▶ _Document section_:
****************

Friday, March 16, 2012

Codifying the Humanities, Humanizing Code

In a recent post titled Don't Circle The Wagons Bethanie Nowviskie observes that while the humanities tend to have a more theoretical orientation, coders tend to engage in a lot more praxis.  While one could nitpick Nowviskie about how much this observation really accords with reality (coders can spend a good deal of time honing tools before actually using them to produce anything useful) it does point to a semantic issue that lies at the core of the Digital Humanities.  DH, as Kathleen Fitzpatrick has defined it, uses digital tools for humanities work but at the same time uses the frameworks of the humanities to make sense of digital technologies.  Louis Menand, in The MarketPlace of Ideas speaks of this duality too.  Although in his view it's not particular to the humanities but is instead a tension that exists more generally in universities that promote the liberal arts and more utilitarian disciplines:


Liberal education is enormously useful in its anti-utilitarianism. Almost any liberal arts field can be made non-liberal by turning it in the direction of some practical skill with which it is already associated. English departments can become writing programs, even publishing programs; pure mathematics can become applied mathematics, even engineering; sociology shades into social work; biology shades into medicine; political science and social theory lead to law and political administration; and so on. But conversely, and more importantly, any practical field can be made liberal simply by teaching it historically or theoretically. Many economics departments refuse to offer courses in accounting, despite student demand for them. It is felt that accounting is not a liberal art. Maybe not, but one must always remember the immortal dictum: Garbage is garbage, but the historyof garbage is scholarship. Accounting is a trade, but the history of accounting is a subject of disinterested inquiry—a liberal art. And the accountant who knows something about the history of accounting will be a better accountant. That knowledge pays off in the marketplace. Similarly, future lawyers benefit from learning about the philosophical aspects of the law, just as literature majors learn more about poetry by writing poems.

****************

[Stored data listing]
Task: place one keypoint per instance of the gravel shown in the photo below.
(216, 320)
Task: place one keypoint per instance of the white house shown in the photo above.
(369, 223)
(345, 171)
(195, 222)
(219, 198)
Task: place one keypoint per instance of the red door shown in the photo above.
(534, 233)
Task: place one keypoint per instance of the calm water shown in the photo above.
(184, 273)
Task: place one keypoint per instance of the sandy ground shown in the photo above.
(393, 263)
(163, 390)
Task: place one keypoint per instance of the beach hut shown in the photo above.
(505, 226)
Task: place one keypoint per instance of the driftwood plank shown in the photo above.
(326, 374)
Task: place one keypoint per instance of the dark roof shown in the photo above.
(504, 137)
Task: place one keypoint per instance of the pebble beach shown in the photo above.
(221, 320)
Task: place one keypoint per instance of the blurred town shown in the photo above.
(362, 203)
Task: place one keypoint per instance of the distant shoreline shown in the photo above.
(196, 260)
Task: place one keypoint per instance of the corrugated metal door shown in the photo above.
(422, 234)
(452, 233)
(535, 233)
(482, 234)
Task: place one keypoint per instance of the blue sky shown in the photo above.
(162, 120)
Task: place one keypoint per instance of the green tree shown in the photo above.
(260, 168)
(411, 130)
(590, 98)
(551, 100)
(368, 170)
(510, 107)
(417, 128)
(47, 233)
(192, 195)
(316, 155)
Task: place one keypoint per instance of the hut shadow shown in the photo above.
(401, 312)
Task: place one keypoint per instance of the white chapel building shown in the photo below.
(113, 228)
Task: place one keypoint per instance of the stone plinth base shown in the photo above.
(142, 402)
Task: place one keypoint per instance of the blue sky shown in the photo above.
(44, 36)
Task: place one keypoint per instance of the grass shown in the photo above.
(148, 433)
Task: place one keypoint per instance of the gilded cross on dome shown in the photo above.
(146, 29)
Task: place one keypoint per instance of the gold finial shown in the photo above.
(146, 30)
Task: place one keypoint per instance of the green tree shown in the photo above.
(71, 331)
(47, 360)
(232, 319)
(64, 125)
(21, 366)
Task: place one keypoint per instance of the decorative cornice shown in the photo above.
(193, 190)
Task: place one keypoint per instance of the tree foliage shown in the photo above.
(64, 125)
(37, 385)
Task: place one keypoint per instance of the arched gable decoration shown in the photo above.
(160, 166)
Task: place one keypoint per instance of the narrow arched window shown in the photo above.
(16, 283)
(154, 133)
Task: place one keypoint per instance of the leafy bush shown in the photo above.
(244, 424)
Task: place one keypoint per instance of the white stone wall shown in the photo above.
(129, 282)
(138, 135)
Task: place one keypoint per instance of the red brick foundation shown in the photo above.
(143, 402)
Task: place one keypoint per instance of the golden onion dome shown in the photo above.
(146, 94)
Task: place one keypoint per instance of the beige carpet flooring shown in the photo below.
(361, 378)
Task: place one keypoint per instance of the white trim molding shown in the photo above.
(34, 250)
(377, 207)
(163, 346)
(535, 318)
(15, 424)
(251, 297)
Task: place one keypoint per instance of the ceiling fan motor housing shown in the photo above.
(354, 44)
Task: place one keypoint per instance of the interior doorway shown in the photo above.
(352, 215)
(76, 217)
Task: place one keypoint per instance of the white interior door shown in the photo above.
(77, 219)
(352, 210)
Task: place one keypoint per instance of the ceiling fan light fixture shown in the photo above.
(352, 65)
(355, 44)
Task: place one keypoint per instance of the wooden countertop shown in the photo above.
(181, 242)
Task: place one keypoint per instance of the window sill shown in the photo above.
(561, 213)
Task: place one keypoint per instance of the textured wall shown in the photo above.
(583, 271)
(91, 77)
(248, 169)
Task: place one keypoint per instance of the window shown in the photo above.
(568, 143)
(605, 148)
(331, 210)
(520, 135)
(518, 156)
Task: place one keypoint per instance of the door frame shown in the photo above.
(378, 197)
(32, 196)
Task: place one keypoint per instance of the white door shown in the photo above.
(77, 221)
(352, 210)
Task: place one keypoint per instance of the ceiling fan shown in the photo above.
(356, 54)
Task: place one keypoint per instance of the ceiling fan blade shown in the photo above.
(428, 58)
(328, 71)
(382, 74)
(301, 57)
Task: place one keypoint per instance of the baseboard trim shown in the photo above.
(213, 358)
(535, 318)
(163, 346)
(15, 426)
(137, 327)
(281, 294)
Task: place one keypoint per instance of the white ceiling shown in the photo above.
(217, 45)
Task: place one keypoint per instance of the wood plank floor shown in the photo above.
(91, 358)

****************

▶ _Complete the following_:
a: In the blog post on codifying the humanities, what do many economics departments refuse to offer despite student demand?
b: Go on with the blog post on codifying the humanities from where it stops.
The listing is separate material and has no connection to the blog post above it.

▶ _Answers provided_:
a: Courses in accounting.

b:
In embracing the university as a place that produces but also interprets, maybe one thing we need to do, as Digital Humanists take up the call to learn how to code, is to learn it in a way that embraces the dualities that Fitzpatrick and Menand describe.   Of course one can't learn to code simply through studying it's history.  But maybe,  when we teach and learn code we should spend more time dwelling on its origins.  As I begin to think how I'm going to teach an introductory course on Web programming next fall I wonder if there's room for the following video by Chuck Severance on the history and origins of Javascript:



My hope is that there's at least a little bit of room for history in these courses. If there is, we'll be in a better place to bring interpretive approaches to bear on technical subjects while also bringing technical know-how to more interpretive disciplines.